• **WHAT YOU SHOULD DO**: For each record that follows, give it back exactly, with no pictures included.

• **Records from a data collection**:

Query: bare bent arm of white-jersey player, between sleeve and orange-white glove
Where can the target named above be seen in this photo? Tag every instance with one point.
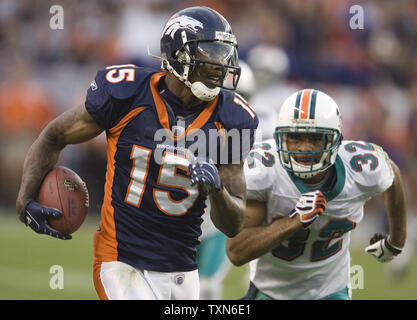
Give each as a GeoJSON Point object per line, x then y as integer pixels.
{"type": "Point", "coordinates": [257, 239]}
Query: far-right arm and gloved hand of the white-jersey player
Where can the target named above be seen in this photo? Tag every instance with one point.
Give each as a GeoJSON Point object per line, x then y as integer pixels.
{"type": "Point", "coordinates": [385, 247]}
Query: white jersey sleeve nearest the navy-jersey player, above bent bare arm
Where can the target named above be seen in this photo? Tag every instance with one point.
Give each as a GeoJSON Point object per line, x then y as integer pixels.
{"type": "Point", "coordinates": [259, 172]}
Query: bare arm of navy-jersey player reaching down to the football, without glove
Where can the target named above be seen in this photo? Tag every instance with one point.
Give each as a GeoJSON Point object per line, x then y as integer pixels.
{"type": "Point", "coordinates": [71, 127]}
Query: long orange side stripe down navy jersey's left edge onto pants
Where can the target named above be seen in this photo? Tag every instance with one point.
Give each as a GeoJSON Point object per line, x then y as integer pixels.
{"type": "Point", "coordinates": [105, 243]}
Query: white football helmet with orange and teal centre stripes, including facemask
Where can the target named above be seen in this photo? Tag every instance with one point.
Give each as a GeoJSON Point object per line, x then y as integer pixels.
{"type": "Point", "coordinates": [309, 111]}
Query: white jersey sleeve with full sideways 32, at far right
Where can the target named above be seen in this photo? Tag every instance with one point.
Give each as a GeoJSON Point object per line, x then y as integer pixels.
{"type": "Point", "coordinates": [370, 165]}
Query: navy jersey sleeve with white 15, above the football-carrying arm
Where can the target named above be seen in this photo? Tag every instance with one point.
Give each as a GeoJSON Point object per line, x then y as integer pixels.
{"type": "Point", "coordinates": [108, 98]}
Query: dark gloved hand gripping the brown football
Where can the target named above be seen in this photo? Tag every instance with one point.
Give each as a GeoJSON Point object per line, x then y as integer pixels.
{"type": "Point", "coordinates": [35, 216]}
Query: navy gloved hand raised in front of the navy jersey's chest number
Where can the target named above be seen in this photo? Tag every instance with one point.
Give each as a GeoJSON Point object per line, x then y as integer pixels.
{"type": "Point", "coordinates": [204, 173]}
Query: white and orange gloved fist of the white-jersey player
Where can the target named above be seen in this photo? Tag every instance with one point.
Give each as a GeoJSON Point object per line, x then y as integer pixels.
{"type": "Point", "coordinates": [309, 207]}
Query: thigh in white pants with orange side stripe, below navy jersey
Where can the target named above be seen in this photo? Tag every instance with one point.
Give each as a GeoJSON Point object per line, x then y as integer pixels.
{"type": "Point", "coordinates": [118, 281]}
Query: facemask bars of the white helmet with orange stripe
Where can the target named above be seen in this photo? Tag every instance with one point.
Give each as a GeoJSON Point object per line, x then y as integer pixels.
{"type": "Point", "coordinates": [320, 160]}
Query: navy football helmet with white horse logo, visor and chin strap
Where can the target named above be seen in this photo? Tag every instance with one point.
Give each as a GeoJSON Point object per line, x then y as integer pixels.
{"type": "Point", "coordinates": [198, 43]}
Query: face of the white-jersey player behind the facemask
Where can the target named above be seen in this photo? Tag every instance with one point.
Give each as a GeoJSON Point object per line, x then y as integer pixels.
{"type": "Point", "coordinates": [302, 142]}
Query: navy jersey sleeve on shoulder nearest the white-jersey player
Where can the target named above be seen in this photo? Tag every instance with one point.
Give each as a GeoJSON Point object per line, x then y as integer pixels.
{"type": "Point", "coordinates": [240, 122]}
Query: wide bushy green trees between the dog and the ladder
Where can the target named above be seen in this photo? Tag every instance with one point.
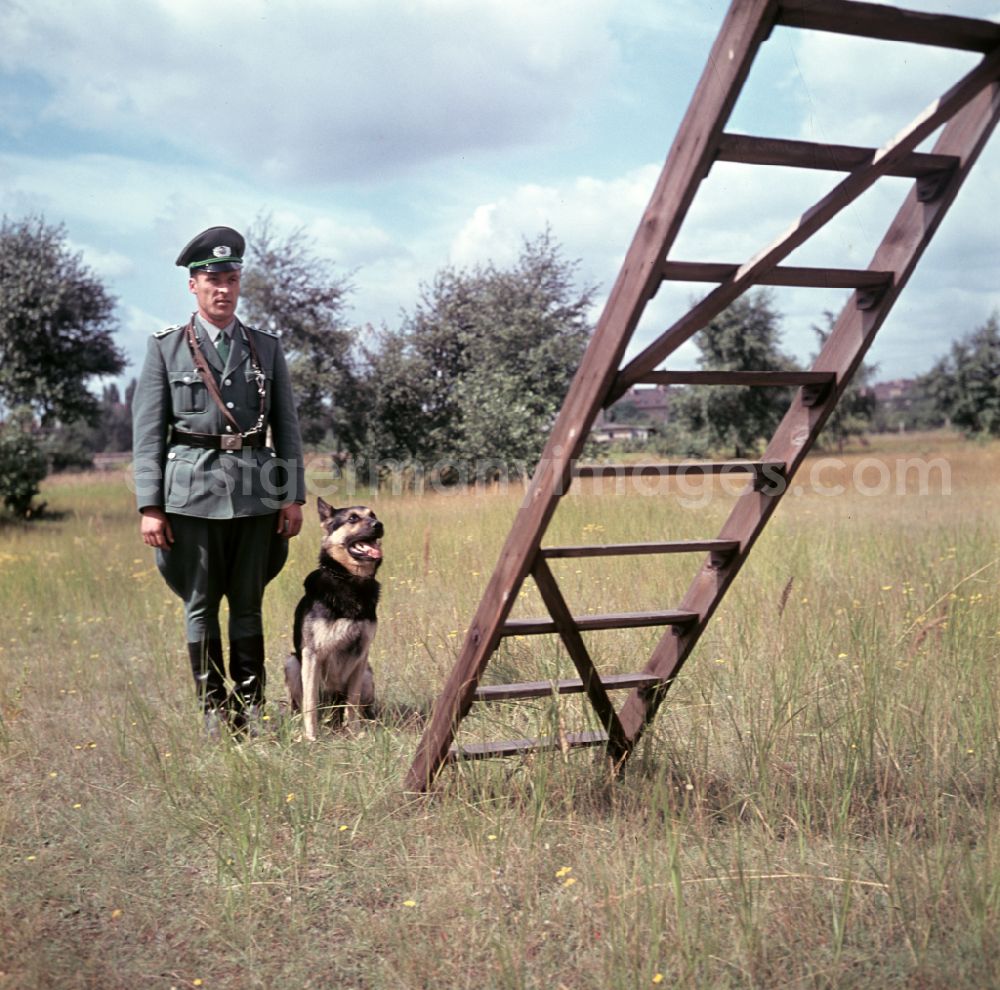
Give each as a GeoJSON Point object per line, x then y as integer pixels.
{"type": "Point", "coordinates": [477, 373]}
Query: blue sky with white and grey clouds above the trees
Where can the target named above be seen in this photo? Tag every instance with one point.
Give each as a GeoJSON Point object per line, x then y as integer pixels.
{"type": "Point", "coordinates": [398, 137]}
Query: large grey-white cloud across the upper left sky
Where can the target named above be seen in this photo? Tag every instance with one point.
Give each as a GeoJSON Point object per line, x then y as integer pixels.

• **EXERCISE RESULT**:
Query: bare bent arm of white-jersey player, between sleeve and orange-white glove
Where can the target named above be seen in this photo? Tag every instance with one point.
Give each as a GeoJSON Point object per line, x then y as integer pixels.
{"type": "Point", "coordinates": [257, 239]}
Query: far-right arm and gloved hand of the white-jersey player
Where can the target named above be seen in this photo? Tag every instance with one point.
Give each as a GeoJSON Point object per line, x then y as integer pixels.
{"type": "Point", "coordinates": [385, 247]}
Query: white jersey sleeve nearest the navy-jersey player, above bent bare arm
Where can the target named above be seen in this photo? Tag every instance with one point.
Give each as a GeoJSON Point object per line, x then y as integer pixels.
{"type": "Point", "coordinates": [259, 172]}
Query: bare arm of navy-jersey player reaching down to the football, without glove
Where can the target named above be seen in this photo? Tag every instance with one point.
Give each as a GeoJSON Point object per line, x then y as integer pixels.
{"type": "Point", "coordinates": [71, 127]}
Query: long orange side stripe down navy jersey's left edge onto pants
Where can the target named above be seen in this photo? Tag every instance with one point.
Give each as a GeoJSON Point object per line, x then y as integer pixels.
{"type": "Point", "coordinates": [105, 243]}
Query: white football helmet with orange and teal centre stripes, including facemask
Where can the target named above be seen in this photo? Tag every instance with one point.
Give each as a GeoJSON Point object per line, x then y as integer pixels.
{"type": "Point", "coordinates": [309, 111]}
Query: white jersey sleeve with full sideways 32, at far right
Where can the target named above be seen in this photo? Tag every instance with one point.
Give each as a GeoJSON Point object per line, x then y as integer pixels.
{"type": "Point", "coordinates": [370, 165]}
Query: navy jersey sleeve with white 15, above the football-carrying arm
Where can the target named above be seen in this photo? Tag every instance with one point.
Give each as a GeoJSON Point object per line, x then y as integer pixels.
{"type": "Point", "coordinates": [108, 98]}
Query: dark gloved hand gripping the brown football
Where can the target named above be seen in this photo? Tag every instance with one point.
Give each as a GeoJSON Point object per line, x then y as integer pixels.
{"type": "Point", "coordinates": [35, 216]}
Query: navy gloved hand raised in front of the navy jersey's chest number
Where can the target named above be seen in this photo? Tag every instance with one point.
Give each as a GeoJSON Point object per line, x then y as integer pixels.
{"type": "Point", "coordinates": [204, 173]}
Query: white and orange gloved fist of the white-jersey player
Where can the target named above be seen in this photo? Tag every instance with one point.
Give each as a GeoJSON Point object per line, x then y as integer pixels.
{"type": "Point", "coordinates": [309, 207]}
Query: thigh in white pants with orange side stripe, below navy jersey
Where can the target named above be seen in this photo? Tag every instance with one point.
Give each as a GeoJSON Point object per line, x then y as integer pixels.
{"type": "Point", "coordinates": [118, 281]}
Query: facemask bars of the white helmet with orange stripe
Where can the target named above be seen in this photo? Tag every instance with one point.
Give each as a GeoJSON Point object per line, x then y as integer pixels.
{"type": "Point", "coordinates": [320, 160]}
Query: navy football helmet with white horse logo, visor and chin strap
Where can the target named above be seen in this photo? Tag every instance with one point.
Give each as a GeoJSON Point object per line, x then y as integer pixels.
{"type": "Point", "coordinates": [198, 43]}
Query: face of the white-jersey player behind the facemask
Where can the target named above be seen in this photo? Tag every instance with one point.
Give each as a GeoJSON Point object per line, x then y as integer pixels.
{"type": "Point", "coordinates": [302, 142]}
Query: navy jersey sleeve on shoulder nearest the white-jersey player
Where can the target named above be seen in this photo? Tag every instance with one point.
Give each as a GeoJSON Point object per line, x then y as integer pixels.
{"type": "Point", "coordinates": [240, 122]}
Query: wide bushy green trees between the dog and the ladder
Where can the target named above be seen in this photo? Tag every instance with one point.
Give each as a GeoJSON Point object per line, x then y as integer pixels.
{"type": "Point", "coordinates": [477, 373]}
Query: blue sky with white and grey clouds above the trees
Where can the target named above be seen in this photo? Tag every instance with one point.
Give each as a GeoJSON Point object per line, x then y as integer pixels.
{"type": "Point", "coordinates": [398, 137]}
Query: large grey-white cloud across the upper left sky
Where can the target named above be seen in this photo? Tag every instance with one point.
Give each as a GeoJSON Point object per line, x then y as integer pixels.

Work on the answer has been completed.